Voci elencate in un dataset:
┄┄┄┄┄┄┄┄┄┄┄┄┄┄┄┄┄┄┄┄

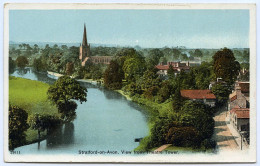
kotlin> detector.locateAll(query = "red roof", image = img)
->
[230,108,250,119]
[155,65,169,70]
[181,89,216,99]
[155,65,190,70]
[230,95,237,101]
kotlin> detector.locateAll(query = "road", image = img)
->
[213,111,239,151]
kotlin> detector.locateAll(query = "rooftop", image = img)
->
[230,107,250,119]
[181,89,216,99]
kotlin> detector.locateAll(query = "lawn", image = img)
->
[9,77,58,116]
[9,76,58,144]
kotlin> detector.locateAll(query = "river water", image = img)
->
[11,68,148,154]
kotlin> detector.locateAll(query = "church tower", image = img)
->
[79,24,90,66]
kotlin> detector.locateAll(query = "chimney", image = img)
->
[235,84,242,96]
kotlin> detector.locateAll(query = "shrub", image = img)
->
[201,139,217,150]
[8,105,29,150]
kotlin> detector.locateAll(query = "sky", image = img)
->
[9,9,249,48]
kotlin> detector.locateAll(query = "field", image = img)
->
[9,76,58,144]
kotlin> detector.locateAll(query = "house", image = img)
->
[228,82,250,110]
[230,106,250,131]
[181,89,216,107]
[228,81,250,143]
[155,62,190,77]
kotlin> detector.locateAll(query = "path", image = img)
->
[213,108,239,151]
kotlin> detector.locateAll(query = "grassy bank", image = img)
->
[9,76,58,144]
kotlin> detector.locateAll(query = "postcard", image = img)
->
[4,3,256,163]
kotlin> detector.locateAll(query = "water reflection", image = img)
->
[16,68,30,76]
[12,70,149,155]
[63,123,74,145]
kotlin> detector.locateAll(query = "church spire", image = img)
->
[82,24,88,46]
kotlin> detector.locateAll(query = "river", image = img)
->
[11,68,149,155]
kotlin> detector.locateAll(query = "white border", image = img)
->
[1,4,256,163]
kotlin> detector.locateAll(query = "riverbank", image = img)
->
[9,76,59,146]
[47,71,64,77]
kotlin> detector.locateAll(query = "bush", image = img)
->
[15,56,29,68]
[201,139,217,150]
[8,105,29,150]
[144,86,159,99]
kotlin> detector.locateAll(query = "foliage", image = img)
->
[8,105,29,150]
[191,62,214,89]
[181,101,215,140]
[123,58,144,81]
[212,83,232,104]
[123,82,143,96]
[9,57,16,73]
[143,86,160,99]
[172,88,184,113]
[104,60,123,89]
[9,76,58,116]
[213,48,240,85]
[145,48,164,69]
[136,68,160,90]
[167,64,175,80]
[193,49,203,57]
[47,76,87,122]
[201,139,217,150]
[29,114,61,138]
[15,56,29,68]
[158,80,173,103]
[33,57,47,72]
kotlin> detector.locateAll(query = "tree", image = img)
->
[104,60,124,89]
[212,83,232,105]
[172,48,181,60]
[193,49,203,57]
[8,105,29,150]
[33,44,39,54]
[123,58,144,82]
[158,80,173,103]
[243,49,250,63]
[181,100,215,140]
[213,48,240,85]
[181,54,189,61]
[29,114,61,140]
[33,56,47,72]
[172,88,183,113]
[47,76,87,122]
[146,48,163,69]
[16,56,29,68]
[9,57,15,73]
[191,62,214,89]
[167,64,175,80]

┄┄┄┄┄┄┄┄┄┄┄┄┄┄┄┄┄┄┄┄

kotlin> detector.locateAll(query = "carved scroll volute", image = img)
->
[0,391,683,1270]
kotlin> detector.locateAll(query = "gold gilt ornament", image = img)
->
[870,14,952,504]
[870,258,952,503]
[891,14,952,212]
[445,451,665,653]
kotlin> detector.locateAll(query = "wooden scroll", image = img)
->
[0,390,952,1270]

┄┄┄┄┄┄┄┄┄┄┄┄┄┄┄┄┄┄┄┄

**COMPITO ASSEGNATO**
Mostra ogni riga dei record in cui compare la stringa "scroll".

**RISPOSTA SCRITTA**
kotlin> detector.locateAll(query = "carved scroll volute", image = img)
kotlin> detector.locateAll(query = "wooden scroll", image = img)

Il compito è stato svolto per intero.